- _Given problem_:
In the rows below, reproduce every line from the line with "det: white water stream" to the line with "[438,156,479,269]", leaving each det line unchanged. Offset each bounding-box coordinate in those lines by adding 143.

- _Recorded information_:
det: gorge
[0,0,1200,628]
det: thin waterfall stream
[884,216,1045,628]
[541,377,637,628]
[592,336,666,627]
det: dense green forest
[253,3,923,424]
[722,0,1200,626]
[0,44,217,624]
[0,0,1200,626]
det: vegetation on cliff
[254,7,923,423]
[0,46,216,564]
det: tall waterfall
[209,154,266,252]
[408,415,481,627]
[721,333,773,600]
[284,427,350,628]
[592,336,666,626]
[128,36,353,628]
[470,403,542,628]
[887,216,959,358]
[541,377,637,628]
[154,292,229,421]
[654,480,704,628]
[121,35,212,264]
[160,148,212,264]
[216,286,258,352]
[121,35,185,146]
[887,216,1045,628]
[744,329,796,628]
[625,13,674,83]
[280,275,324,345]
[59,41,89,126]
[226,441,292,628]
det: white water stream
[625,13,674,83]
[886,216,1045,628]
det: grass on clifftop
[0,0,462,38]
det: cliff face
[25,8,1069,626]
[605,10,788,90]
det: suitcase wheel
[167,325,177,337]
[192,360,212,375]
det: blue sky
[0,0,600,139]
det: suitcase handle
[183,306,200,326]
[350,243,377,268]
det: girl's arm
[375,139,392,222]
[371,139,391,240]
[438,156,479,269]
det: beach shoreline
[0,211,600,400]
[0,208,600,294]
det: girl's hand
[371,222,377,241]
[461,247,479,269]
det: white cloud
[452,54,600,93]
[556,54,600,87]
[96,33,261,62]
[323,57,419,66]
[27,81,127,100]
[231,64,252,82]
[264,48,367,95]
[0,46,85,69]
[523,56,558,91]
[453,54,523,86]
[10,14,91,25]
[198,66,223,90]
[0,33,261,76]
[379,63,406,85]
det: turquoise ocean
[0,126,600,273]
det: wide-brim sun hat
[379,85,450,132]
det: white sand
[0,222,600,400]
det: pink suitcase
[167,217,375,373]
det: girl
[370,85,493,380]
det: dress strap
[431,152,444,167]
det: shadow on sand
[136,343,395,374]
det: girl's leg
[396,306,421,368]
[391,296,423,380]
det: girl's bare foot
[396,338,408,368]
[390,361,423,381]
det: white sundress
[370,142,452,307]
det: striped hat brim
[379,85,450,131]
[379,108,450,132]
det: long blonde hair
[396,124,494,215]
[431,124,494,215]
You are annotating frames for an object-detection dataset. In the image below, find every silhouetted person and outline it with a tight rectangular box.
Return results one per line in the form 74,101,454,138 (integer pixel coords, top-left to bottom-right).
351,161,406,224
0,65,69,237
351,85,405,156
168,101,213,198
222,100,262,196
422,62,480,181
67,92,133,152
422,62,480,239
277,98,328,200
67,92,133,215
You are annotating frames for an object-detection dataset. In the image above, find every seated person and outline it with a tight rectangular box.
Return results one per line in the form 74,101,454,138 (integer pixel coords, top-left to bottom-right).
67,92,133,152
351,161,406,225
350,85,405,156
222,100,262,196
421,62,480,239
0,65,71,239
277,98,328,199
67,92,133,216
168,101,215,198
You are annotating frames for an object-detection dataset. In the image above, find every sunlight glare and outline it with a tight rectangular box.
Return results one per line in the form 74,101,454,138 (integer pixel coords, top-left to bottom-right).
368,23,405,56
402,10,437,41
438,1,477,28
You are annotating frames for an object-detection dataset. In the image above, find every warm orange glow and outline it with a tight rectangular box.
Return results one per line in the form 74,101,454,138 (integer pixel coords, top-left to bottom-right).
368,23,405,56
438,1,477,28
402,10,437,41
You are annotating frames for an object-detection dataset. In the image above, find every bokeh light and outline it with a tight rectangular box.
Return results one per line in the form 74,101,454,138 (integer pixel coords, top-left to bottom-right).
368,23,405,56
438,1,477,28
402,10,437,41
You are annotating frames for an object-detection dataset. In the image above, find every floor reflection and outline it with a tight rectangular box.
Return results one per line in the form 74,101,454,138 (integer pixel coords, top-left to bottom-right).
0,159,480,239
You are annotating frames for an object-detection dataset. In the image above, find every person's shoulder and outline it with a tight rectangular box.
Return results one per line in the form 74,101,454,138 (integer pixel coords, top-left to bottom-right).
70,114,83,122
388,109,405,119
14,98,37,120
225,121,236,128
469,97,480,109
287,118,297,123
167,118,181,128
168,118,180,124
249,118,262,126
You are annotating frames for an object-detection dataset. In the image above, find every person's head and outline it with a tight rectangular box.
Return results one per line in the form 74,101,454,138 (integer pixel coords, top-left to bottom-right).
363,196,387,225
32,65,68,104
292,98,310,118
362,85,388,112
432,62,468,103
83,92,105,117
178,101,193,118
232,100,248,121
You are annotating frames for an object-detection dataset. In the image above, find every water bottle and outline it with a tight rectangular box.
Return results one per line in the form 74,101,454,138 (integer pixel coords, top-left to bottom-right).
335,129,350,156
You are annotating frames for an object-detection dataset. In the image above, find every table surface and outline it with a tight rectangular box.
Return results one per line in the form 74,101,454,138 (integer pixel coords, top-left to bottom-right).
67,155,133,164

- _Response below_:
det: white water stream
[768,156,817,226]
[1029,359,1188,771]
det: grass on clifftop
[143,143,605,181]
det: cliff face
[168,151,1212,769]
[748,153,931,233]
det: suitcase wheel
[310,468,320,480]
[335,503,355,518]
det: blue sky
[143,143,743,282]
det: suitcase handle
[326,449,343,469]
[493,386,520,411]
det: girl's arm
[518,282,535,365]
[514,282,534,383]
[581,299,622,412]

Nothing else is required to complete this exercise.